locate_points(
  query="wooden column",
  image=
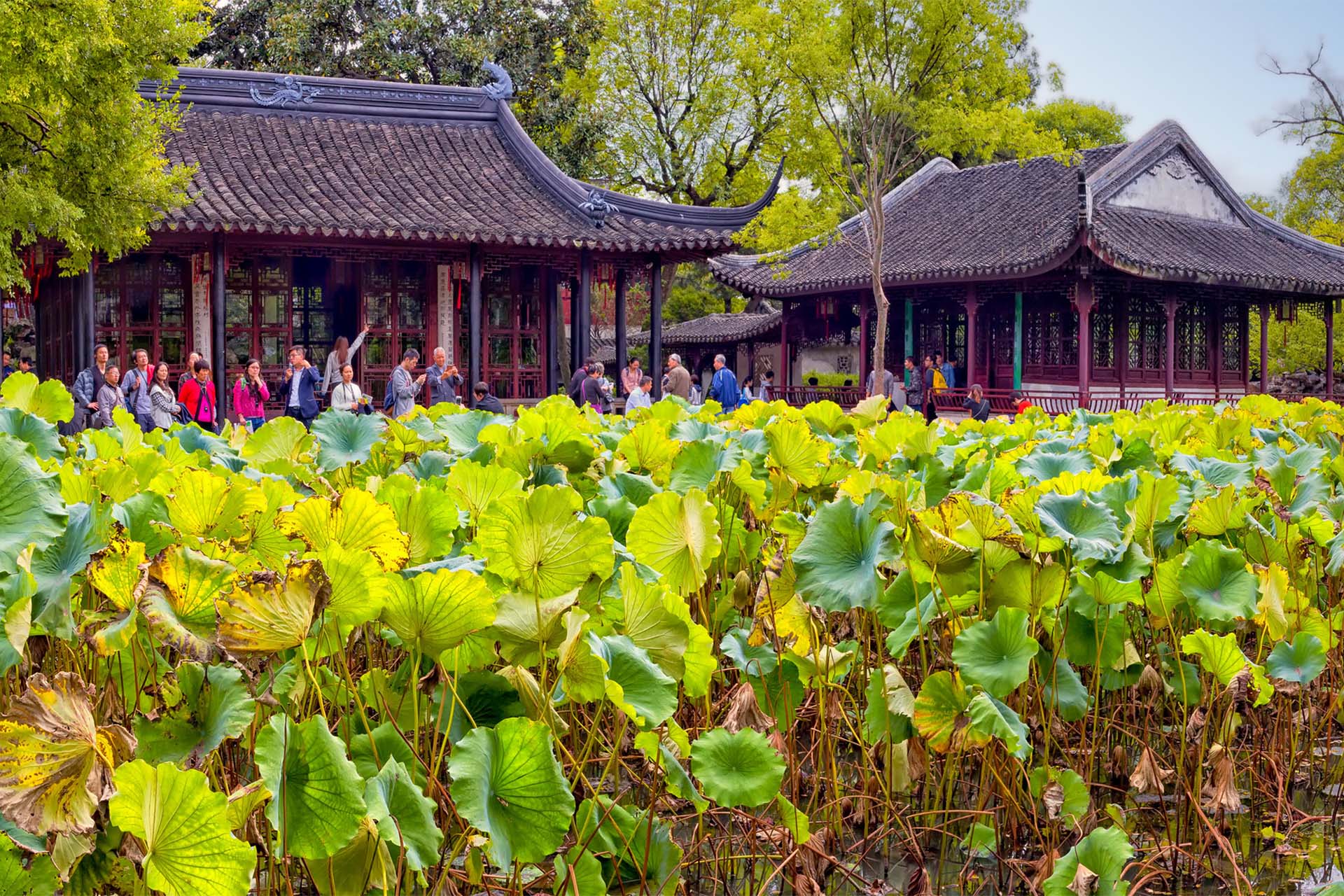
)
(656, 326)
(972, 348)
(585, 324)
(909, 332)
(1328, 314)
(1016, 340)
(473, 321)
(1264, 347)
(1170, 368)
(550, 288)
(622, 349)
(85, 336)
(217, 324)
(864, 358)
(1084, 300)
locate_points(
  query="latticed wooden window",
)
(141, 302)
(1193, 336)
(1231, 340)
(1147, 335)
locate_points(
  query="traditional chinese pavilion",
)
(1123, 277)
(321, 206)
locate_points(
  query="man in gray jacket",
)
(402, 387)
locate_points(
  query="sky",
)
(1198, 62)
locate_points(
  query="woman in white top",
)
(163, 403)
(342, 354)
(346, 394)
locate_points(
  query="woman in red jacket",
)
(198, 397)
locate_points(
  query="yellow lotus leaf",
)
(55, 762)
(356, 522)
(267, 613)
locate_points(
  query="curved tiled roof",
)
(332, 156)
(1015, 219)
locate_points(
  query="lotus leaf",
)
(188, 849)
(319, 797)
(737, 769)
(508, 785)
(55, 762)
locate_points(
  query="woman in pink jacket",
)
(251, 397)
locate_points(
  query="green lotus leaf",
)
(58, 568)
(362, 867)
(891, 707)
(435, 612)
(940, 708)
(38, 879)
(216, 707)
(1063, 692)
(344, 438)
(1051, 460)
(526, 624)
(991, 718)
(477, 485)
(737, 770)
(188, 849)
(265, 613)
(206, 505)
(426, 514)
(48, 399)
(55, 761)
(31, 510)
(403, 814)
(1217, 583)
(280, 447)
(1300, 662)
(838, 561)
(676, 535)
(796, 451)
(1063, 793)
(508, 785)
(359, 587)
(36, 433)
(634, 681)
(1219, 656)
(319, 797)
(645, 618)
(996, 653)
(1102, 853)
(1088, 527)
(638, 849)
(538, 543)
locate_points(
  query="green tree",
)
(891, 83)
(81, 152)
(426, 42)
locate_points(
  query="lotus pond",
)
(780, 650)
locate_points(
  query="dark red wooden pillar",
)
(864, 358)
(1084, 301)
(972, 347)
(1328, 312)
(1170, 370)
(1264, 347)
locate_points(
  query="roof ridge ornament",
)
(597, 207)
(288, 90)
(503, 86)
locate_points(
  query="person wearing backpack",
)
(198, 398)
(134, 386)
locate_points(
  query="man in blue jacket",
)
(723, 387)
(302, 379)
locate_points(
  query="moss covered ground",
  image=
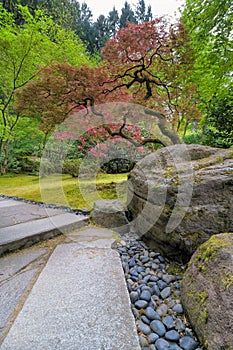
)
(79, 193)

···

# Problem
An exact copy of all the lines above is required, with the pictures removed.

# Response to the task
locate_points(
  query="wooden column",
  image=
)
(656, 326)
(972, 348)
(585, 324)
(909, 332)
(1328, 314)
(1016, 340)
(473, 321)
(1264, 347)
(1170, 368)
(550, 288)
(622, 349)
(85, 336)
(217, 324)
(864, 358)
(1084, 300)
locate_points(
  query="latticed wooden window",
)
(141, 302)
(1193, 336)
(1231, 340)
(1147, 335)
locate_points(
  query="traditional chinese pavilion",
)
(1123, 277)
(321, 206)
locate_points(
  query="man in gray jacket",
)
(402, 387)
locate_points(
  query="sky",
)
(1198, 62)
locate_points(
  query="woman in white top",
)
(163, 403)
(342, 354)
(346, 394)
locate_points(
  query="woman in red jacket",
)
(198, 397)
locate_points(
  query="yellow lotus leaf",
)
(55, 762)
(356, 522)
(267, 613)
locate_points(
  query="curved tiled roof",
)
(332, 156)
(1015, 219)
locate_points(
  query="lotus leaf",
)
(188, 849)
(319, 797)
(737, 769)
(508, 785)
(55, 762)
locate_points(
  query="woman in pink jacket",
)
(251, 397)
locate_points(
  query="green lotus leaf",
)
(58, 568)
(362, 867)
(891, 707)
(435, 612)
(940, 708)
(38, 879)
(216, 707)
(1063, 692)
(344, 438)
(1051, 460)
(526, 624)
(991, 718)
(477, 485)
(737, 770)
(188, 849)
(265, 613)
(206, 505)
(426, 514)
(48, 399)
(55, 761)
(31, 510)
(403, 814)
(1217, 583)
(280, 447)
(1300, 662)
(838, 561)
(676, 535)
(796, 451)
(1063, 793)
(508, 785)
(359, 587)
(36, 433)
(634, 681)
(1219, 656)
(319, 797)
(645, 618)
(996, 653)
(1102, 853)
(1088, 527)
(638, 849)
(538, 543)
locate_points(
  query="green tree",
)
(891, 83)
(81, 152)
(426, 42)
locate_points(
  query="lotus pond",
)
(780, 650)
locate_points(
  query="dark red wooden pillar",
)
(864, 358)
(1084, 301)
(972, 347)
(1328, 312)
(1170, 370)
(1264, 347)
locate_points(
  query="roof ridge ornament",
)
(597, 207)
(288, 90)
(503, 86)
locate_points(
  query="person wearing backpack",
)
(198, 398)
(134, 386)
locate_points(
  query="man in blue jacket",
)
(723, 387)
(302, 379)
locate_points(
  query="moss covered ground",
  image=
)
(79, 193)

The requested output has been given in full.